TASK TO COMPLETE
Extend the passage on interior finishes for mixed-income multifamily buildings, picking up after its final sentence.

--- DOCUMENT PASSAGE ---

Mixed-income multifamily development, where a portion of units are income-restricted at affordable rents and the remainder are market-rate, creates an interior finishes management challenge that neither purely affordable nor purely market-rate projects face: two different finish specifications in the same building, applied to units that are physically identical in layout and that residents of both tiers will see and compare.
The finishes specification decision on mixed-income projects involves both a compliance dimension and an equity dimension. The compliance dimension is straightforward: funding sources for the affordable units, whether LIHTC, HOME, or HUD programs, may specify minimum product grades that the affordable unit finishes must meet. The equity dimension is more nuanced: visible disparity between the market-rate and affordable unit finishes in a mixed-income building creates social friction that the developer, the property manager, and the GC will deal with for the life of the property.
The compliance dimension: minimum grades for affordable units
Mixed-income projects with LIHTC-financed affordable units are subject to the allocating state housing finance agency’s design standards for the affordable units. These standards may specify minimum LVP wear layer ratings, minimum cabinet construction grades, and minimum countertop material types.
In practice, the minimum grades specified by state housing finance agencies in the western US are generally consistent with Class B market-rate finishes standards. A LIHTC minimum specification that requires 20 mil LVP, furniture board cabinet boxes with thermofoil door finishes, and laminate or quartz countertops is not substantially different from a Class B market-rate specification. The compliance requirement often does not drive a meaningful specification difference between affordable and market-rate units.
Confirm the specific minimum grades required by the applicable housing finance agency before finalizing the specification. The agencies that matter by state: CHFA in Colorado, Utah Housing Corporation in Utah, Oregon Housing and Community Services in Oregon, Washington State Housing Finance Commission in Washington, New Mexico Mortgage Finance Authority in New Mexico, and TDHCA in Texas.
The equity dimension: visible disparity between unit tiers
Fair housing advocates and some housing finance agencies specifically address the concern that affordable units in mixed-income buildings should not be visibly inferior to market-rate units in ways that signal which units are income-restricted. The principle is that a resident entering an affordable unit in a mixed-income building should not immediately see finishes that mark the unit as a lower tier.
This principle does not require identical finishes in both tiers. It requires that the finishes differences are not apparent from a casual inspection of the finished unit. The practical implication for finishes specification: differences in material cost between market-rate and affordable units should come from specification choices that are not visible during a walkthrough, such as wear layer thickness in LVP or cabinet box substrate grade, rather than from choices that are immediately visible, such as door style, hardware finish, or countertop material type.
A mixed-income building where market-rate units have quartz countertops and affordable units have laminate countertops creates a visible, immediately apparent difference. A building where market-rate units have 28 mil LVP and affordable units have 20 mil LVP creates a cost difference that is not visible to a resident walking the unit.
Managing two specifications under one finishes subcontract
The finishes sub on a mixed-income project must manage two distinct unit type matrices simultaneously: the market-rate matrix and the affordable matrix. Procurement for the two tiers must be organized separately to ensure that the correct specification arrives to the correct unit types.
The most common mixed-income finishes procurement error: the sub procures a single specification that splits the difference between the two tiers, producing a finishes package that neither fully meets the market-rate standard nor satisfies the housing finance agency’s affordable unit requirements. Prevent this by requiring the finishes sub to submit separate product data for each tier and separate procurement confirmations before any order is placed.

--- RECORD SET ---

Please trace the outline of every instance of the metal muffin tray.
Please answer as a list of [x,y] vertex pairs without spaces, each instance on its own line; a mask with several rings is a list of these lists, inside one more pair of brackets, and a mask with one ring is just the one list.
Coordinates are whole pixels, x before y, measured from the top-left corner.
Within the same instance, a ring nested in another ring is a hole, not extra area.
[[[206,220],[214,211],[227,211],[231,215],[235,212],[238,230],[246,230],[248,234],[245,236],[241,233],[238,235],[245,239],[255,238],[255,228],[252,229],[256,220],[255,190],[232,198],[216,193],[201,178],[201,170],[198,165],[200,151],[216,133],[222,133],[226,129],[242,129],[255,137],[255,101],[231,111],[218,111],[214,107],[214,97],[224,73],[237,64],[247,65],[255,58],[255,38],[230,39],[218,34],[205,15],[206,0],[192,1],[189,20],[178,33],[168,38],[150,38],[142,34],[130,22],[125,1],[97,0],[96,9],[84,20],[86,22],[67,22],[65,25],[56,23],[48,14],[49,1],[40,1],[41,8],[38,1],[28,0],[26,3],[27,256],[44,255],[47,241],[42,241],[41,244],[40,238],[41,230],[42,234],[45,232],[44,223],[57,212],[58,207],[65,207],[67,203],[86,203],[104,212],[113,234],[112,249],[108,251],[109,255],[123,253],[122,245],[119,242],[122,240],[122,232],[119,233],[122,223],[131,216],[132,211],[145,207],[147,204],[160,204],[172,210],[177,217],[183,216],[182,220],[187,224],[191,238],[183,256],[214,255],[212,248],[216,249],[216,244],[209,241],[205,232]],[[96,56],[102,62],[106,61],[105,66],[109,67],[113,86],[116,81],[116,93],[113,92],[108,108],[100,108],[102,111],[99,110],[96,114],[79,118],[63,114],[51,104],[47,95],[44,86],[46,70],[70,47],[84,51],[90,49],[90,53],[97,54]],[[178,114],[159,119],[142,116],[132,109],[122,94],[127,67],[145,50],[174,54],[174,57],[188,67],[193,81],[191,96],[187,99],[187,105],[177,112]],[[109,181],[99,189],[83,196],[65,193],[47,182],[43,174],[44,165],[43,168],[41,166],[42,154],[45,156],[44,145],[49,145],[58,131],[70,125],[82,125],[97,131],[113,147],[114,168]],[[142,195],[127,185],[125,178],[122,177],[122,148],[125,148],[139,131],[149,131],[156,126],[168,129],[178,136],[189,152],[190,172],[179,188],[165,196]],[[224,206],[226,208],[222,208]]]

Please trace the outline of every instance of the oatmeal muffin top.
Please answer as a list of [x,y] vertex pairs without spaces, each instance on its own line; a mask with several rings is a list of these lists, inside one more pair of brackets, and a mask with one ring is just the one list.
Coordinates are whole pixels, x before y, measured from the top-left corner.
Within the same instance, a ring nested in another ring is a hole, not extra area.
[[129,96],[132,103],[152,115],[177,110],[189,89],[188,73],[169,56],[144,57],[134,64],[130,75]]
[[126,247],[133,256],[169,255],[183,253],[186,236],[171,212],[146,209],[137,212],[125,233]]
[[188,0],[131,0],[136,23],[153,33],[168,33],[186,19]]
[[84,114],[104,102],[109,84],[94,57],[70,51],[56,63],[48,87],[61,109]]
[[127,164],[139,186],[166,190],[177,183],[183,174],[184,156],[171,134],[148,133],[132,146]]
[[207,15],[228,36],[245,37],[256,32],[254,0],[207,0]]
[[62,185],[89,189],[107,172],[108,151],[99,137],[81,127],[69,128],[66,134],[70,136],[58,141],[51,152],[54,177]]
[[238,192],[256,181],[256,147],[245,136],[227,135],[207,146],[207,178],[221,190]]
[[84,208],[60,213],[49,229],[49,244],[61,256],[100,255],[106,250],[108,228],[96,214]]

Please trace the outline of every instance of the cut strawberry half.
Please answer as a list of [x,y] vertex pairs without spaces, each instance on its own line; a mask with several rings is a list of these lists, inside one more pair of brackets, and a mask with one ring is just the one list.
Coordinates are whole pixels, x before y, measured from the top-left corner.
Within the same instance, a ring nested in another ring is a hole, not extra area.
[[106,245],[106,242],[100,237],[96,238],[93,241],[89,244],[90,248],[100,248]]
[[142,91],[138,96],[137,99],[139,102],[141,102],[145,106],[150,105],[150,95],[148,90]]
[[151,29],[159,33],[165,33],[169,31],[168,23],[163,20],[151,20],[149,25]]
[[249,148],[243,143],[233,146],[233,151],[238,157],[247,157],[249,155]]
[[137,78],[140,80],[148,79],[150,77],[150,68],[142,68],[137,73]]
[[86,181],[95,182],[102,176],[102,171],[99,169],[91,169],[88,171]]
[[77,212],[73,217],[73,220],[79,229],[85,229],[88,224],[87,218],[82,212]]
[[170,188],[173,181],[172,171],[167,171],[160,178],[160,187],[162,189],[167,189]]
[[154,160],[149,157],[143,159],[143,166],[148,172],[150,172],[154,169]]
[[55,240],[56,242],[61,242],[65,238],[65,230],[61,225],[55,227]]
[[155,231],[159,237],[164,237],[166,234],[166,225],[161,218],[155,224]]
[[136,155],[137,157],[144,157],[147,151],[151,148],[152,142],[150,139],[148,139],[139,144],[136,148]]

---

ANSWER
Delivery organization on a mixed-income building must track which units are market-rate and which are affordable. A cabinet delivered to the wrong unit type is not necessarily a problem if the configurations are identical, but if door styles, hardware finishes, or countertop materials differ by tier, delivery errors are costly corrections.
Documentation requirements for mixed-income compliance
The housing finance agency’s construction monitoring process for LIHTC projects requires documentation that the affordable units received the specified finishes. Product data sheets for the affordable unit finishes, delivery records organized by unit, and photographs of completed affordable units before resident move-in are the standard documentation package.
Confirm with the project’s housing finance agency compliance consultant what documentation they require before the construction monitoring inspection and ensure that the finishes sub’s close-out process includes the required documentation organized by unit.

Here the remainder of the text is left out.